Object position labeling entries:
▬▬▬▬▬▬

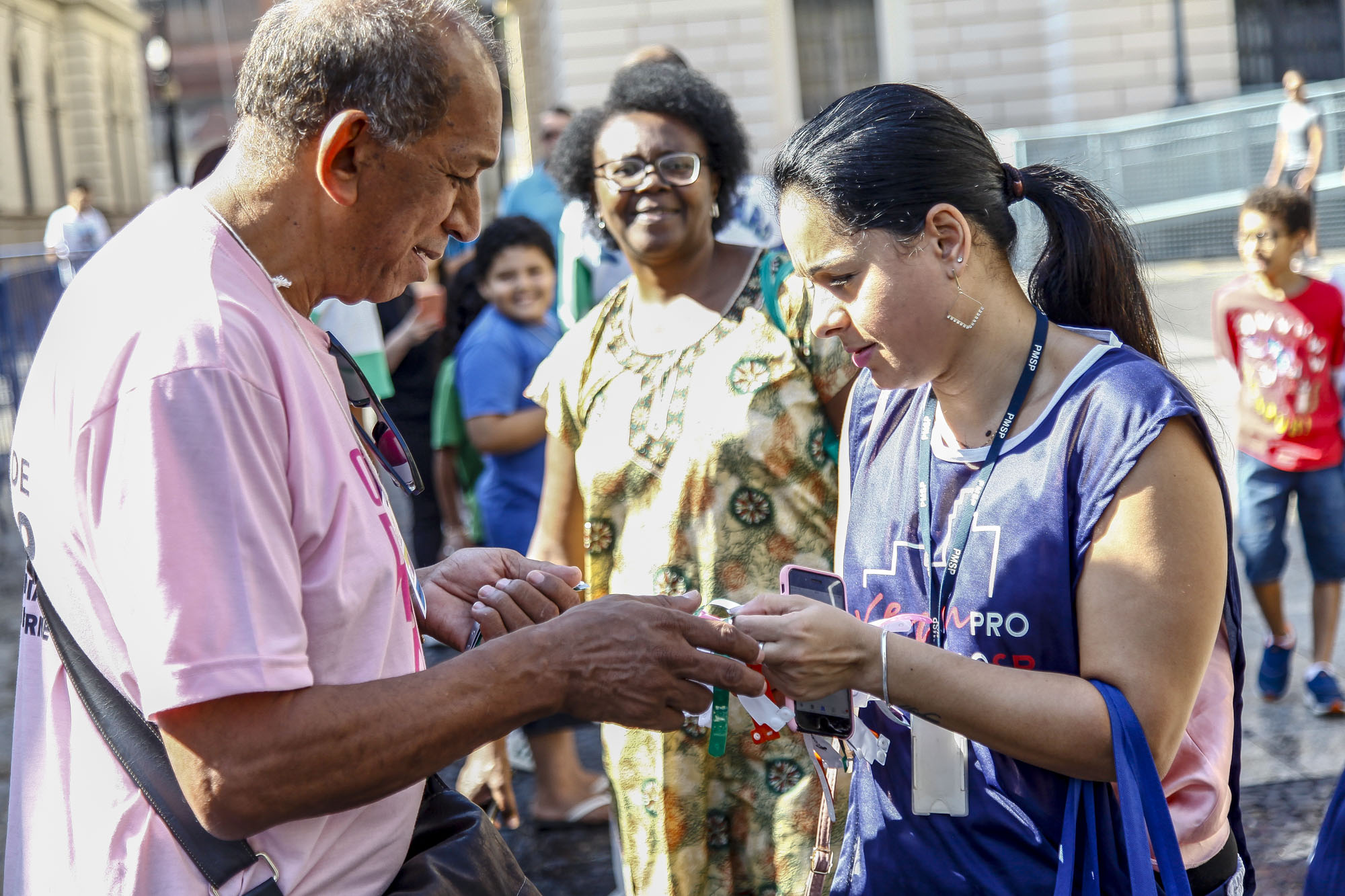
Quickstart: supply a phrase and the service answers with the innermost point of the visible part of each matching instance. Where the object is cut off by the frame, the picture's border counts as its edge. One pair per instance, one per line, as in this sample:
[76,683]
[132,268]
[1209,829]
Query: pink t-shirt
[197,503]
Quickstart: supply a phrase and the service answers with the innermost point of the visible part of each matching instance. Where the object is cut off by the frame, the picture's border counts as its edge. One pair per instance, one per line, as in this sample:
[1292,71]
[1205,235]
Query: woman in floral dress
[688,419]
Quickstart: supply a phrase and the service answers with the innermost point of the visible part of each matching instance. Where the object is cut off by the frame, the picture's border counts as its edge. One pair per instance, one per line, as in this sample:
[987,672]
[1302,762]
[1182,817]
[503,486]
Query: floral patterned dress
[704,469]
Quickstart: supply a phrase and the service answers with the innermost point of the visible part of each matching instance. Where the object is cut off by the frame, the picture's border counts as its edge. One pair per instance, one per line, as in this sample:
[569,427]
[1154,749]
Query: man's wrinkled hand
[498,588]
[637,661]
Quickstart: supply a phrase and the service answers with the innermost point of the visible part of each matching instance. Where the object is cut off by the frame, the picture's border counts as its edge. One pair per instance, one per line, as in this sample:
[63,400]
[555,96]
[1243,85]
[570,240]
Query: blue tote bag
[1327,870]
[1144,819]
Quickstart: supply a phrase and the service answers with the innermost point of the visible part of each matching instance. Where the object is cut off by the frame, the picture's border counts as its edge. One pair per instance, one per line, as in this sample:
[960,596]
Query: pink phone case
[785,580]
[785,589]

▬▬▬▬▬▬

**Task to complete:** Output the entries above exactly. Drop the pictures.

**Response to this exercise:**
Quickstart: supply a phrase and the service answers with the innermost point of the visible part of each matching instance. Where the object is cut off by the frame, the picture's border counts as its edge. One pair per instance, one per line, as in this sample:
[76,683]
[132,268]
[1209,829]
Query: pink t-shirt
[197,503]
Quickstart: supply a phrase and the service answers with the innermost point of the visible part of each matching instance. Where the object is cut off by the frame, the picture's border counts as its edge. One pair per instance, one per line, as in this sample:
[1292,71]
[1205,235]
Query: woman in floral dress
[688,419]
Quickstart: supply a phrase and the service answers with the innermost point of the visible part of each matching instance. Where the object is cut off by the frame, the picture's border counts as its edge. One pair per instance, one per line, as in this sample:
[987,672]
[1302,762]
[1182,817]
[503,486]
Query: floral patterned dress
[704,469]
Quickstart: supply a phrase and the service answers with the innermost point of the visible part of each matching instance. Where the object is cut off by the frame, the picture's border counts as its edge. One pair per instance, one per line, as in this sample:
[569,427]
[1154,749]
Query: man's wrinkled hand
[498,588]
[637,661]
Quickstart: supply a phrase and the service answers with the innermost point of the visible part of each matching instance. Where the object is cut off by the frame, the picture's border counts as its edge. One pair per instance, one per line, as in this sample:
[63,400]
[555,96]
[1243,85]
[570,240]
Query: blue tote bag
[1327,870]
[1144,819]
Quickstart: supply a phrase and the service answers with the innermost point of the visible part of each matching instance. Where the object is cut off by the frame, the picture's border counts as its edge. One pair per instance, one per line, as in this sample:
[960,596]
Query: pink phone case
[785,580]
[785,589]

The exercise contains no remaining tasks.